> **STATED TASK**: Count the lines in the rows below that contain the word "water", with case counting, and reply with only the number.

## start LISTING

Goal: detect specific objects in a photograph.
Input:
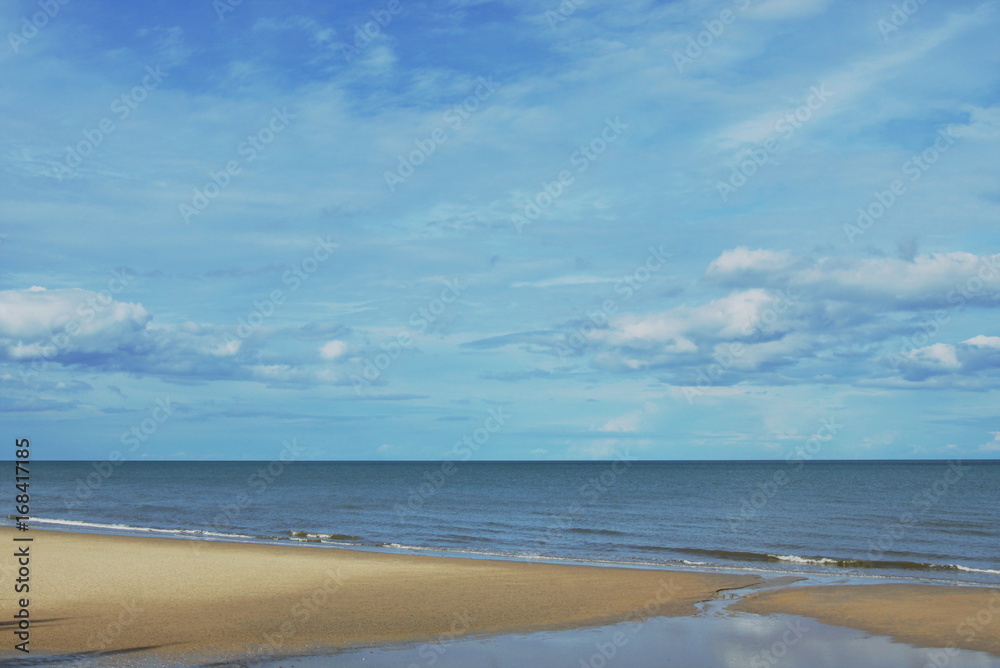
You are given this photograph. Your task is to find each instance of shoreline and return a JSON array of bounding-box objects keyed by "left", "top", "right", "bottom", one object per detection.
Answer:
[
  {"left": 0, "top": 527, "right": 1000, "bottom": 660},
  {"left": 0, "top": 528, "right": 761, "bottom": 657}
]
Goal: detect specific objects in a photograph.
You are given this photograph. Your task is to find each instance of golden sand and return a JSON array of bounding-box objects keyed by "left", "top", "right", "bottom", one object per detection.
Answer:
[{"left": 0, "top": 529, "right": 759, "bottom": 654}]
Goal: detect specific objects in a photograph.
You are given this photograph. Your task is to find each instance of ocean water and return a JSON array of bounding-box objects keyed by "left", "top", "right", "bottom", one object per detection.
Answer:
[{"left": 4, "top": 460, "right": 1000, "bottom": 585}]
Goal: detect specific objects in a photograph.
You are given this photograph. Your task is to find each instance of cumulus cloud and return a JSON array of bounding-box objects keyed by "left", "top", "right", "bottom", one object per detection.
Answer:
[
  {"left": 319, "top": 340, "right": 347, "bottom": 360},
  {"left": 0, "top": 286, "right": 152, "bottom": 360},
  {"left": 524, "top": 247, "right": 1000, "bottom": 387},
  {"left": 706, "top": 248, "right": 1000, "bottom": 309},
  {"left": 0, "top": 286, "right": 358, "bottom": 384},
  {"left": 708, "top": 246, "right": 794, "bottom": 276}
]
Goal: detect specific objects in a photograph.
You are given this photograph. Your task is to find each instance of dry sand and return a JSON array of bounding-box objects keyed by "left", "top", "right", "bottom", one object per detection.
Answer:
[
  {"left": 0, "top": 529, "right": 1000, "bottom": 661},
  {"left": 729, "top": 584, "right": 1000, "bottom": 656},
  {"left": 0, "top": 529, "right": 759, "bottom": 656}
]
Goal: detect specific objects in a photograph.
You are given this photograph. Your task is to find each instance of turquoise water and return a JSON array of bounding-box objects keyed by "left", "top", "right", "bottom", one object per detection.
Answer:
[{"left": 6, "top": 460, "right": 1000, "bottom": 585}]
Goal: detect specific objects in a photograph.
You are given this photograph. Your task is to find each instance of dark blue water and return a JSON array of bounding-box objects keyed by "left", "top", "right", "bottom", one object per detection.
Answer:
[{"left": 6, "top": 461, "right": 1000, "bottom": 584}]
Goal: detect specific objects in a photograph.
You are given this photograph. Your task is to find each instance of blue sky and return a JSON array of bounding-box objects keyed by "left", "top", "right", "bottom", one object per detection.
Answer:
[{"left": 0, "top": 0, "right": 1000, "bottom": 460}]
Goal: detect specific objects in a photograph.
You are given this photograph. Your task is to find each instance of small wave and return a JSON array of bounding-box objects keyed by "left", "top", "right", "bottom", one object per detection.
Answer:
[
  {"left": 16, "top": 517, "right": 243, "bottom": 539},
  {"left": 947, "top": 564, "right": 1000, "bottom": 575},
  {"left": 288, "top": 529, "right": 364, "bottom": 543},
  {"left": 566, "top": 527, "right": 628, "bottom": 536}
]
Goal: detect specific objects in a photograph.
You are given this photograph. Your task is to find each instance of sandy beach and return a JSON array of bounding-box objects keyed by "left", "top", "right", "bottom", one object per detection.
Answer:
[
  {"left": 2, "top": 529, "right": 1000, "bottom": 658},
  {"left": 729, "top": 584, "right": 1000, "bottom": 656},
  {"left": 3, "top": 529, "right": 759, "bottom": 654}
]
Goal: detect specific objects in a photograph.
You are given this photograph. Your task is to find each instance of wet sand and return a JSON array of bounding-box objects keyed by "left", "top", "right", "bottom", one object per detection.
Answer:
[
  {"left": 729, "top": 584, "right": 1000, "bottom": 656},
  {"left": 0, "top": 529, "right": 759, "bottom": 656}
]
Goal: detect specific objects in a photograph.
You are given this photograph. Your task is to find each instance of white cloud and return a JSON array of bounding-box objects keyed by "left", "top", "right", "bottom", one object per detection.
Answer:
[
  {"left": 962, "top": 334, "right": 1000, "bottom": 350},
  {"left": 707, "top": 246, "right": 794, "bottom": 276},
  {"left": 319, "top": 340, "right": 347, "bottom": 360},
  {"left": 0, "top": 286, "right": 152, "bottom": 359}
]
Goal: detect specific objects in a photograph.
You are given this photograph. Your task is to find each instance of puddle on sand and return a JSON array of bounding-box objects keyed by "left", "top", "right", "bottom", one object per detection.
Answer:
[{"left": 244, "top": 611, "right": 1000, "bottom": 668}]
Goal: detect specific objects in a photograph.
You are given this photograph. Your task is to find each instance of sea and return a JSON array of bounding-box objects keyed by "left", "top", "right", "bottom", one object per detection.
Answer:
[{"left": 9, "top": 459, "right": 1000, "bottom": 585}]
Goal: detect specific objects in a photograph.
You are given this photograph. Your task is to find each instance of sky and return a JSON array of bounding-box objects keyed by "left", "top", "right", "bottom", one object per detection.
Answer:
[{"left": 0, "top": 0, "right": 1000, "bottom": 461}]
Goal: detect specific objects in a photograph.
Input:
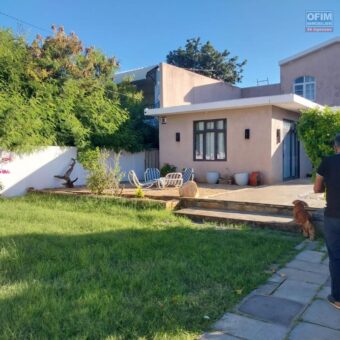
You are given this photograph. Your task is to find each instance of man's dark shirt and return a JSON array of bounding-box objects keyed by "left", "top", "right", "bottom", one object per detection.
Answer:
[{"left": 317, "top": 154, "right": 340, "bottom": 218}]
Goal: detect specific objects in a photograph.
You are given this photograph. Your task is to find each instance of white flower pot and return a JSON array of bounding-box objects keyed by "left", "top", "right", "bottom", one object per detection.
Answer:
[
  {"left": 206, "top": 171, "right": 220, "bottom": 184},
  {"left": 234, "top": 172, "right": 249, "bottom": 185}
]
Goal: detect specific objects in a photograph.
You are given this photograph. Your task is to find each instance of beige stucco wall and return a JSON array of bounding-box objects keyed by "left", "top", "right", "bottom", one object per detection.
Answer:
[
  {"left": 270, "top": 107, "right": 312, "bottom": 183},
  {"left": 280, "top": 43, "right": 340, "bottom": 106},
  {"left": 159, "top": 106, "right": 272, "bottom": 182},
  {"left": 159, "top": 106, "right": 311, "bottom": 184},
  {"left": 160, "top": 63, "right": 241, "bottom": 107}
]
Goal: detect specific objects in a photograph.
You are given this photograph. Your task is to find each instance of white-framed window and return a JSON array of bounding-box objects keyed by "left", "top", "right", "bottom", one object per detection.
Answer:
[
  {"left": 294, "top": 76, "right": 315, "bottom": 101},
  {"left": 194, "top": 119, "right": 227, "bottom": 161}
]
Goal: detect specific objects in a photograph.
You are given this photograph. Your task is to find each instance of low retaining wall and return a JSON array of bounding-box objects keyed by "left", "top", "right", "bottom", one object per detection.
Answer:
[{"left": 0, "top": 146, "right": 145, "bottom": 197}]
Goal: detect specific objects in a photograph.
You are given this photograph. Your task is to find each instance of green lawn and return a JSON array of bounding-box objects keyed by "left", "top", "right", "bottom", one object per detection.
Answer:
[{"left": 0, "top": 194, "right": 300, "bottom": 339}]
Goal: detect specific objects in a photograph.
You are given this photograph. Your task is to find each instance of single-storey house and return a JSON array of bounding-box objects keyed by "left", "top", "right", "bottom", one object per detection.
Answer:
[{"left": 118, "top": 38, "right": 340, "bottom": 184}]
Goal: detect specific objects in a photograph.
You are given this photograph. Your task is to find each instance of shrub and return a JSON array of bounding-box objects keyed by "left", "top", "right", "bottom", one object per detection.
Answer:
[
  {"left": 161, "top": 163, "right": 177, "bottom": 177},
  {"left": 298, "top": 107, "right": 340, "bottom": 171},
  {"left": 81, "top": 148, "right": 124, "bottom": 196},
  {"left": 107, "top": 153, "right": 125, "bottom": 196},
  {"left": 135, "top": 187, "right": 145, "bottom": 198}
]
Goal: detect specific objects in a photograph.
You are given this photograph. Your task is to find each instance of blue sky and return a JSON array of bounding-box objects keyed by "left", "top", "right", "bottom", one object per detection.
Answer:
[{"left": 0, "top": 0, "right": 340, "bottom": 86}]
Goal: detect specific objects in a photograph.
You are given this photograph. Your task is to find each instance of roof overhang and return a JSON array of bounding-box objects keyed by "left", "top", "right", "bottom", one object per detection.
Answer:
[
  {"left": 114, "top": 65, "right": 158, "bottom": 84},
  {"left": 145, "top": 94, "right": 323, "bottom": 117},
  {"left": 279, "top": 37, "right": 340, "bottom": 66}
]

## end LISTING

> **TASK RESULT**: 3